— START OF Supplied records —
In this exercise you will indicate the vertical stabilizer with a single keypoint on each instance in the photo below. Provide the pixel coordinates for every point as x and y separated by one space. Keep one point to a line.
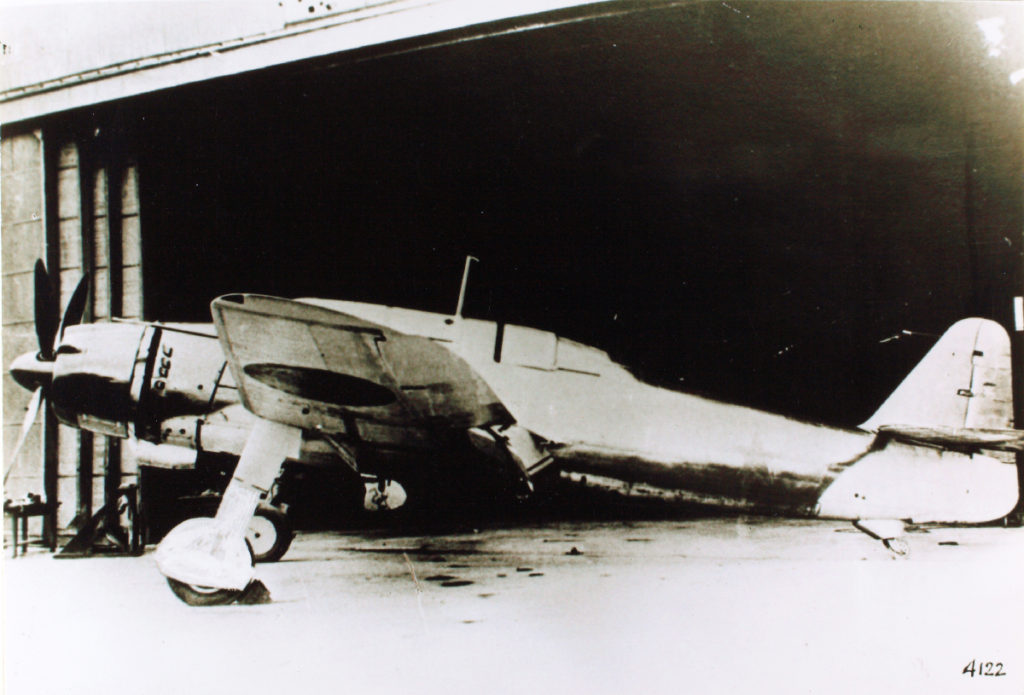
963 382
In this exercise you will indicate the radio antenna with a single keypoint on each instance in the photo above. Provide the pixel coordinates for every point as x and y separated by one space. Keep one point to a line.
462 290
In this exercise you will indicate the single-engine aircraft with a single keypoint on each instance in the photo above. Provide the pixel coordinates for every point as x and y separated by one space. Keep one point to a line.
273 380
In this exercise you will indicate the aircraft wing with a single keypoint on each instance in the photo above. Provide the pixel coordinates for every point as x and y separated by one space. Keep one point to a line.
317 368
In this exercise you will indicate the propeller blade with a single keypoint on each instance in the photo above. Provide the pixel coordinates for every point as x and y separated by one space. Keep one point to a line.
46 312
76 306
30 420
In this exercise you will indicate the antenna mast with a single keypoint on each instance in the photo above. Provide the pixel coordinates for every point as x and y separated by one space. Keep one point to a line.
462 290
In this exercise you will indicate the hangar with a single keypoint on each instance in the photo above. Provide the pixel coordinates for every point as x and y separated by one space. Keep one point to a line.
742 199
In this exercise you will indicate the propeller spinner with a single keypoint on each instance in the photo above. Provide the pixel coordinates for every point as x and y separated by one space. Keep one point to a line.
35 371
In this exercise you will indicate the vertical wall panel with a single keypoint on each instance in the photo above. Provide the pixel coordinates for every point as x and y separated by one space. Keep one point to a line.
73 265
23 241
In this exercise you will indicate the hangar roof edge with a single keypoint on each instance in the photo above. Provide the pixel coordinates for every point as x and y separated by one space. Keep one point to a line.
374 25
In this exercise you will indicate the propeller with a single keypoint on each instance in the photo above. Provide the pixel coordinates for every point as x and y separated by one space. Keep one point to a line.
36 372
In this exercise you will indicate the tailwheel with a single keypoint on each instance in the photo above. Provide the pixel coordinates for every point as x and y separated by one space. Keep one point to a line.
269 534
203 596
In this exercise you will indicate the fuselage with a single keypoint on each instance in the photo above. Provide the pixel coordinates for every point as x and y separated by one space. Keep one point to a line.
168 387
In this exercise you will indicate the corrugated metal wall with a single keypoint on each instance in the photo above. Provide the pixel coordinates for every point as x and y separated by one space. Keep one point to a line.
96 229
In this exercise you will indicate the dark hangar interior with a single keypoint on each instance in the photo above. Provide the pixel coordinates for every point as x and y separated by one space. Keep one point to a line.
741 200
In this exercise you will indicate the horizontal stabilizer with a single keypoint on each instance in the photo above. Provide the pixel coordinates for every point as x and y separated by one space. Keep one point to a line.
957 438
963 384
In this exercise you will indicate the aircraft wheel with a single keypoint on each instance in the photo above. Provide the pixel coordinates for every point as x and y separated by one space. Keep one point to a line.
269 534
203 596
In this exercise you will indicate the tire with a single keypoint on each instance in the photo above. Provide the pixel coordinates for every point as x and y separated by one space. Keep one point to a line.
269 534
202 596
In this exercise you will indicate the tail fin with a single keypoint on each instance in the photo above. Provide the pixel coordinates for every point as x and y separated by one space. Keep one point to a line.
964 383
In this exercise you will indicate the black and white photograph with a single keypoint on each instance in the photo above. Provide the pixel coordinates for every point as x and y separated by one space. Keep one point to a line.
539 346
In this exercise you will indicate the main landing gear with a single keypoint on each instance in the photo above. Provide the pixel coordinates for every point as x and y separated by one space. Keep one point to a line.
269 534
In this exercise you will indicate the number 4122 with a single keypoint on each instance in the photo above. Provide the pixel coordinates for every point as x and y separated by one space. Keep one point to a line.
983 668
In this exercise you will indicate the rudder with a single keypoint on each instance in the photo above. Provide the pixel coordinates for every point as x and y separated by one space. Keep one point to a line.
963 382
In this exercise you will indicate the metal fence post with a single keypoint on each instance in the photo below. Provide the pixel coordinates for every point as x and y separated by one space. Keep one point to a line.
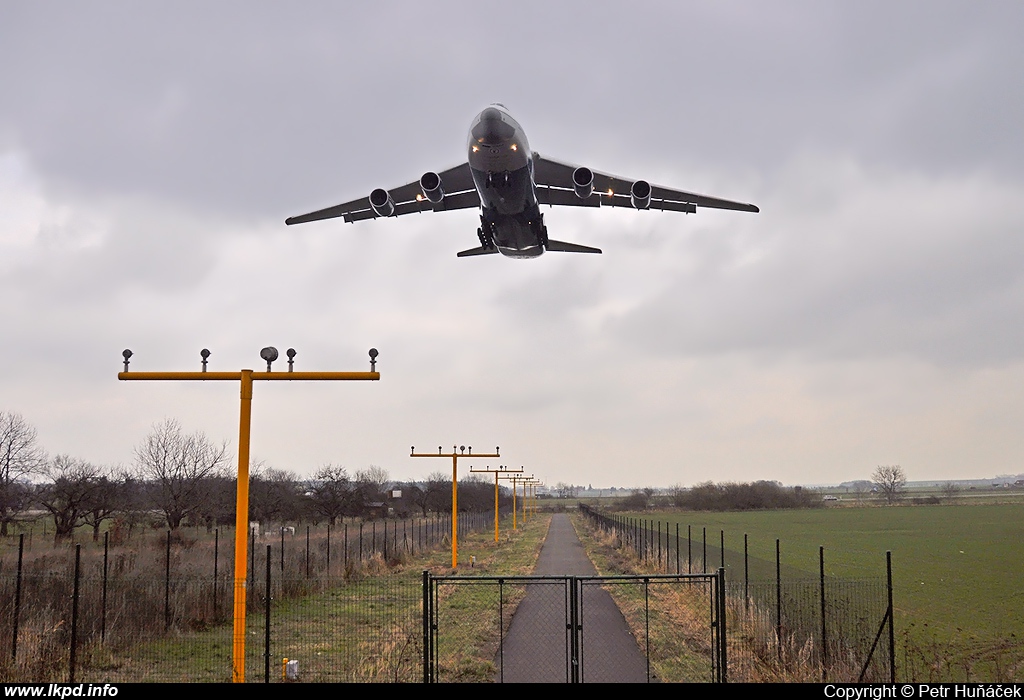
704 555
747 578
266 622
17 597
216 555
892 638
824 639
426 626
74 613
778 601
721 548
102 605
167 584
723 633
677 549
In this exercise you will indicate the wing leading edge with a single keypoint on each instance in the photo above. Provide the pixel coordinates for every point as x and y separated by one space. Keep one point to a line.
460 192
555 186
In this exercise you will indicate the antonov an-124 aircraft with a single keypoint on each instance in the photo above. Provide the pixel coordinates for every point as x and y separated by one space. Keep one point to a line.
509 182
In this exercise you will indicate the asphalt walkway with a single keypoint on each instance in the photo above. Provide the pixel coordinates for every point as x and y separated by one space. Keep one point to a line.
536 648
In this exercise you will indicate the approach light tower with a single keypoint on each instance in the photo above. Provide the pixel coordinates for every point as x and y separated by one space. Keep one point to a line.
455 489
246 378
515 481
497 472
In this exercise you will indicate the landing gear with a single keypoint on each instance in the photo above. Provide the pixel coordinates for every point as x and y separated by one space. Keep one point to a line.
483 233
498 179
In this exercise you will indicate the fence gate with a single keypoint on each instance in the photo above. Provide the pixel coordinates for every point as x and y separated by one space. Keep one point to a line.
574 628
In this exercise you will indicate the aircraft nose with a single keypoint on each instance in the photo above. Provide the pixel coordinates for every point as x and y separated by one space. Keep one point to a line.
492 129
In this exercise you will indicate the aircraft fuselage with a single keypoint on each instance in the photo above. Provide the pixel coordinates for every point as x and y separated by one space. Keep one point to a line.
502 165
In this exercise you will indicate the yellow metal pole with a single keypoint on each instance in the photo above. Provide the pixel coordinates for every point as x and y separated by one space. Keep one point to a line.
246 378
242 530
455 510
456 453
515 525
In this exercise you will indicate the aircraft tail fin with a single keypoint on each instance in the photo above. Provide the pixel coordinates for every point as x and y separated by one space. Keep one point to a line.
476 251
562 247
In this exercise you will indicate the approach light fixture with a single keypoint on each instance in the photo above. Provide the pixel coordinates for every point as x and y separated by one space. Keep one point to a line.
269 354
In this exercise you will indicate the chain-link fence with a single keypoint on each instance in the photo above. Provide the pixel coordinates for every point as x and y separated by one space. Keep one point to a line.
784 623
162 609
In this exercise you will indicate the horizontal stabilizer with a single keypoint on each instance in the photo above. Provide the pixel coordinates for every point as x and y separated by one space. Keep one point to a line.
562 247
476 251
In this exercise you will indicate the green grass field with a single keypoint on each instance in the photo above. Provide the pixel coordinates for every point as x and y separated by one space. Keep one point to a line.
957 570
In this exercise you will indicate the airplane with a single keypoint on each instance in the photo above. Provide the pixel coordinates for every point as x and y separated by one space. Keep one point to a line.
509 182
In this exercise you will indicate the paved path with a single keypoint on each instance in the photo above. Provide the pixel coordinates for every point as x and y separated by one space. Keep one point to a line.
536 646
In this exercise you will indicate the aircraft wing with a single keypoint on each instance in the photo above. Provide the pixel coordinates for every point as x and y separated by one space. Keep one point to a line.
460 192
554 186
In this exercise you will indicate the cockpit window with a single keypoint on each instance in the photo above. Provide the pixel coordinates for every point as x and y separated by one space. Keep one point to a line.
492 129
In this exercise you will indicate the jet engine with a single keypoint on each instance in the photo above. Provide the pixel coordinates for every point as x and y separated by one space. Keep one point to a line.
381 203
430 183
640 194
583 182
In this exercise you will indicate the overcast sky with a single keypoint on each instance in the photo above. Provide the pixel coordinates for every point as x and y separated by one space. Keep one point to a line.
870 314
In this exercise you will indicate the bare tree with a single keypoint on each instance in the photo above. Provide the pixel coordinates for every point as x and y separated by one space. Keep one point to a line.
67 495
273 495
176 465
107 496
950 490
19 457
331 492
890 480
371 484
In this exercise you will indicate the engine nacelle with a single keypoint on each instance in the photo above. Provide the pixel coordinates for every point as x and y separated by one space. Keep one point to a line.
— END OF Supplied records —
▶ _Written exercise_:
Return, word for word, each line from the line that contains "In this exercise you will indicate the cockpit" to the end of the listing above; include both end lines and nothing else.

▶ _The solution_:
In this exercise you will indicate the cockpit window with a single keypoint on each instance in the photo above. Provide the pixel coordinates for every point as x and y separated by one space. Keep one point to a line.
492 129
In this exercise you will indicate the jet engine with a single keypoint on each instance in the photo above. Provide the pixel coordinates for every point as x and y separated by one space. Keep one point to a line.
381 203
430 183
640 194
583 182
In this exercise you will indicate the overcast sky with a single keypoint on each instance in the photo above. Provide the pixel coordinates for every point as x and y separated by one space. Keep one point to a line.
870 314
In this exercise you will indicate the bare tree with a single keypoint on each instance in the photo above. Provide the pixel coordinates for every point as x and y separated by one space. Keep one point to a line.
67 495
273 495
176 465
107 496
950 490
19 457
331 492
890 480
371 484
In this exercise you will indicate the engine nacelle with a single keypoint on each instance in the photo above. Provide the pixel coordinates for every point as x and y separated by one space. Keep one point to a line.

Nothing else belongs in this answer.